作業内容 -
(a) 映画を紹介する引用文によると、英語のナレーションで三島の独白を担当しているのは誰ですか。
(b) リストのうち、「of the stone」を含む行からリストの最後の行まで、両端を含めてすべてそのまま書き写してください。

引用文 -
★ ★ ★ ★ ★

この映画は、緒形が三島由紀夫を演じています。
正直、緒形も強烈な役者ですが三島もあのような唯一無二の人物ですので、緒形も演じるのにかなりの困難を感じているようにも思えますが、しかしこの映画はなぜか日本で公開はされていません。
何でも故・三島夫人が公開を嫌がったということでして、詳細な事情は明らかではありませんが、ともかく日本では劇場公開、ソフト発売ともに見送られています。
出演者は緒形のほかにも坂東八十助、佐藤浩市、沢田研二、永島敏行、 萬田久子 、烏丸せつ子 といったところで、80年代半ばの時代性を考えればなかなかのキャストではないでしょうか。そして、英語のナレーション(三島の独白)にロイ・シャイダーも出演しています。彼も今年亡くなってしまいました。

★ ★ ★ ★ ★

データ抜粋 -
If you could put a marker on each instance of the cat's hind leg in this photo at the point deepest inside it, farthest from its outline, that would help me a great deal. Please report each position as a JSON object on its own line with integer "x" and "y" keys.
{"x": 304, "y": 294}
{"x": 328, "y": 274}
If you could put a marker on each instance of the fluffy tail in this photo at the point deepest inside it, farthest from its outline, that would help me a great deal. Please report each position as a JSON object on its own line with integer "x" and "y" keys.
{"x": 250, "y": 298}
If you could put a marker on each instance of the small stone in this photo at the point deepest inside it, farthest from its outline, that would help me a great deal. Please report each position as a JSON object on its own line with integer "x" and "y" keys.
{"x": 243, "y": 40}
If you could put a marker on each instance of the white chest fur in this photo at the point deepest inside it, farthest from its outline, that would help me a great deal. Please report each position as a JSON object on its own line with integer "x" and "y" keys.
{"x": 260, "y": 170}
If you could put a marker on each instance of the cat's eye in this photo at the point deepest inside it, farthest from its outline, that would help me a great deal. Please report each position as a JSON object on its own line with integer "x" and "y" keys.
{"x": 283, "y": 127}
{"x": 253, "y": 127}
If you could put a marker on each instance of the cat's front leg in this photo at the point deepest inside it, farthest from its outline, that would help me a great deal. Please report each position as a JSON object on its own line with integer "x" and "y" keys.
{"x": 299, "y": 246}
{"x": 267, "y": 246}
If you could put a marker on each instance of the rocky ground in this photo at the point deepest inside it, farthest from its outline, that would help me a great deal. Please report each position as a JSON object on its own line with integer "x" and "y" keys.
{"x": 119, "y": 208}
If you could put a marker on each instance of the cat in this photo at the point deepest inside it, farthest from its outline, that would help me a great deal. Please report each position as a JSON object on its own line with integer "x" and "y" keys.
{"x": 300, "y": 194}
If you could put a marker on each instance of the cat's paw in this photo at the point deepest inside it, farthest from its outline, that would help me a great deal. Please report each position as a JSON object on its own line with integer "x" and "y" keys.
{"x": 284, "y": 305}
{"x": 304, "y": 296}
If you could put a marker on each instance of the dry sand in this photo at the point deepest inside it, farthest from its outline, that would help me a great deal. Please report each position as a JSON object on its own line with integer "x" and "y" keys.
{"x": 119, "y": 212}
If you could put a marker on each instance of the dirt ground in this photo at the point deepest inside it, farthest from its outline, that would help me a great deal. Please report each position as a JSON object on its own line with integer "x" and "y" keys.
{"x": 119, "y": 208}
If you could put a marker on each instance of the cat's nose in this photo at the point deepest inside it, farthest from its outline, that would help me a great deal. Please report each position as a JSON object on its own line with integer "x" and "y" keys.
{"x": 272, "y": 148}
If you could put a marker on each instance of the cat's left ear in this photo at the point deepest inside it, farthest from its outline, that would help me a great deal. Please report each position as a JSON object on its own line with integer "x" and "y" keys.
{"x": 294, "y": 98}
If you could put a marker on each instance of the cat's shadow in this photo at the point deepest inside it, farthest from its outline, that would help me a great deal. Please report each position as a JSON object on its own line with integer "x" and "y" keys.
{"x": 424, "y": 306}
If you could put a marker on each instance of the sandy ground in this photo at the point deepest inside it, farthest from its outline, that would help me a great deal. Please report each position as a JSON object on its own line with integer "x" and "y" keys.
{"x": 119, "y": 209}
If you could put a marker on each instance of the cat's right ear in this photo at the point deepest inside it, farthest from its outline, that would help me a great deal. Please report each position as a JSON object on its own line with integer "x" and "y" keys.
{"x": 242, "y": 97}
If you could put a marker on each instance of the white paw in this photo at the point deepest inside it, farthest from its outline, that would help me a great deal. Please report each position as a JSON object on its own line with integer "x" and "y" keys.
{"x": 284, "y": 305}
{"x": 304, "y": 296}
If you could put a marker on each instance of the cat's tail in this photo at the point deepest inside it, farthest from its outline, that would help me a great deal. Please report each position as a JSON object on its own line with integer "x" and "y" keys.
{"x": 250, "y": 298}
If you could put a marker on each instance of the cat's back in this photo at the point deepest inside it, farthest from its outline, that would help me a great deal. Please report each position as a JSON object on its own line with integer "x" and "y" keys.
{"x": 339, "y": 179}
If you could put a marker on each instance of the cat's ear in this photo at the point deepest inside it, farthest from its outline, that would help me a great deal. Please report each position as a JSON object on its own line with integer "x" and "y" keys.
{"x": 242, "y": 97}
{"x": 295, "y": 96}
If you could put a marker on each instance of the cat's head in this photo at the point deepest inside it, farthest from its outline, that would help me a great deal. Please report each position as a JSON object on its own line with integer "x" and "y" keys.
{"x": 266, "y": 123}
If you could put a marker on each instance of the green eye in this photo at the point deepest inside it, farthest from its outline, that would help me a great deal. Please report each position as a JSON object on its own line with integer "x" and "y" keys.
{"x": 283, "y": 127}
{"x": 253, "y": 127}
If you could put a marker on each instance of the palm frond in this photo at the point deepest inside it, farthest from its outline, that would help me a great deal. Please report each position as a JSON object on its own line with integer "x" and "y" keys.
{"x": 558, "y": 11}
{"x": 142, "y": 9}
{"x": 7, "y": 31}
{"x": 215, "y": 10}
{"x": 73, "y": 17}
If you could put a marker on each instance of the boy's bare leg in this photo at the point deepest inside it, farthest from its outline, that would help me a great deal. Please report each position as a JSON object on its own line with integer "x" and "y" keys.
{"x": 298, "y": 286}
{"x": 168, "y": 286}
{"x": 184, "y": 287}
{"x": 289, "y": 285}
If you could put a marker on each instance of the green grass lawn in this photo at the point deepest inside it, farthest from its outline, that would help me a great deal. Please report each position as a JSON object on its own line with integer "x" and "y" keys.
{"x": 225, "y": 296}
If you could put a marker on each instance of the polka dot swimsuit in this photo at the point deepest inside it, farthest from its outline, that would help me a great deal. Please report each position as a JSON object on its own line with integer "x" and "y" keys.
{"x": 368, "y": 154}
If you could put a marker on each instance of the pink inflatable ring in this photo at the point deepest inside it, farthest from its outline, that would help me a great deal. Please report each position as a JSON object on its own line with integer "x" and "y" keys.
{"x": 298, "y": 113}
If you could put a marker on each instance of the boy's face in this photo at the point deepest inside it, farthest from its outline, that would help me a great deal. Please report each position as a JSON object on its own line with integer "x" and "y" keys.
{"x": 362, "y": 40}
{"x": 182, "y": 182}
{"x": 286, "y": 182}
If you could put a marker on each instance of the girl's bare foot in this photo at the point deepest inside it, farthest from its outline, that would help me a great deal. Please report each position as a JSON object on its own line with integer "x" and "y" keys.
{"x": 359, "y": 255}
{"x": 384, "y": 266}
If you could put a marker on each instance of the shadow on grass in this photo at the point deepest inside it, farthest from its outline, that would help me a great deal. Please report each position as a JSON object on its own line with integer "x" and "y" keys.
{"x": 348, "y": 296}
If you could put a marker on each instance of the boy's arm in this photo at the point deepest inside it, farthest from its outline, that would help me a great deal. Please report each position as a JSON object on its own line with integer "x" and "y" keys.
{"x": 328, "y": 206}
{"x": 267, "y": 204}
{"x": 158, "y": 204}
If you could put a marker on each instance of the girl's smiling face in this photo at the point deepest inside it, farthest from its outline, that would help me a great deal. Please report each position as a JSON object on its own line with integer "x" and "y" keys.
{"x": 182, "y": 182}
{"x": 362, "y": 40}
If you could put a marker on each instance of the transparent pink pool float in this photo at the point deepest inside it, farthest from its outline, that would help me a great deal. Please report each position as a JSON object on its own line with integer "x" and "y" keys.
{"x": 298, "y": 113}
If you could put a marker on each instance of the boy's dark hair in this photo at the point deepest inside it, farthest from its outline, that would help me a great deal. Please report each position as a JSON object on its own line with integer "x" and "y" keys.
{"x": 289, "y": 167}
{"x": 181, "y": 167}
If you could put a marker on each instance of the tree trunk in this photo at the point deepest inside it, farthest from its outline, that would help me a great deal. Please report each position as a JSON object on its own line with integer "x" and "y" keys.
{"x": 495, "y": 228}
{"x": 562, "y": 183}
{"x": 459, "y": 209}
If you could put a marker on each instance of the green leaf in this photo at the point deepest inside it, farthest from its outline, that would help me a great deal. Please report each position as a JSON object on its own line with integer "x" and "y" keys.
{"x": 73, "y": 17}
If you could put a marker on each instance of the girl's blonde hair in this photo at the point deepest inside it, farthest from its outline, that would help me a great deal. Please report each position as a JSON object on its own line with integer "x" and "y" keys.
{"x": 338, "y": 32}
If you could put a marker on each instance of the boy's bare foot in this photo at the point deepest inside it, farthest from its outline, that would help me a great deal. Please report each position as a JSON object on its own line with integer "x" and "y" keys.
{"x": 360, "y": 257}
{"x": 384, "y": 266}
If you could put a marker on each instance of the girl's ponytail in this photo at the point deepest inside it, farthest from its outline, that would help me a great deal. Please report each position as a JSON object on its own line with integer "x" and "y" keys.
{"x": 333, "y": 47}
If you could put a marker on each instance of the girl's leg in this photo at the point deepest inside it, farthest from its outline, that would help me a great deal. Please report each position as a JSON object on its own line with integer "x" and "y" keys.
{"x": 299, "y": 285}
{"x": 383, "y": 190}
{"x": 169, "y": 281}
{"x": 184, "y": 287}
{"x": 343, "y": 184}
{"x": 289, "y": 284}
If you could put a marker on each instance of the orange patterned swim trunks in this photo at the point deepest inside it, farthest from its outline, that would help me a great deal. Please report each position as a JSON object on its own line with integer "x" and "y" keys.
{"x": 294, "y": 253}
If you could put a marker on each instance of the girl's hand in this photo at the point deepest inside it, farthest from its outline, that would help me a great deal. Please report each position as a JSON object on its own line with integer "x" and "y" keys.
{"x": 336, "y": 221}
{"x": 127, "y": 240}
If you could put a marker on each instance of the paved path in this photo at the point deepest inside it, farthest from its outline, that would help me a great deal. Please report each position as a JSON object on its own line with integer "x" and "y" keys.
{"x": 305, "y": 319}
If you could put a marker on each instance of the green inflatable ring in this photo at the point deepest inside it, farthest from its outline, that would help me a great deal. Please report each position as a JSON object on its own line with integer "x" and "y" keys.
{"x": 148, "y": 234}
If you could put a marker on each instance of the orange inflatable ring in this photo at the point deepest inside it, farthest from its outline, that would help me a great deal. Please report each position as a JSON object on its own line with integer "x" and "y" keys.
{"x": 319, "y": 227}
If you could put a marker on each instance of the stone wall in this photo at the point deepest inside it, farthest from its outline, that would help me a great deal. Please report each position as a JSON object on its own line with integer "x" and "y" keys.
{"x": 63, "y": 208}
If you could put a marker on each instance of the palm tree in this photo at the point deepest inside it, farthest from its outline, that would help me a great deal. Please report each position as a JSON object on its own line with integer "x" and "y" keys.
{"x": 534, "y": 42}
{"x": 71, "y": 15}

★ ★ ★ ★ ★

期待される出力 -
(a) ロイ・シャイダーです。

(b)
If you could put a marker on each instance of the stone wall in this photo at the point deepest inside it, farthest from its outline, that would help me a great deal. Please report each position as a JSON object on its own line with integer "x" and "y" keys.
{"x": 63, "y": 208}
If you could put a marker on each instance of the palm tree in this photo at the point deepest inside it, farthest from its outline, that would help me a great deal. Please report each position as a JSON object on its own line with integer "x" and "y" keys.
{"x": 534, "y": 42}
{"x": 71, "y": 15}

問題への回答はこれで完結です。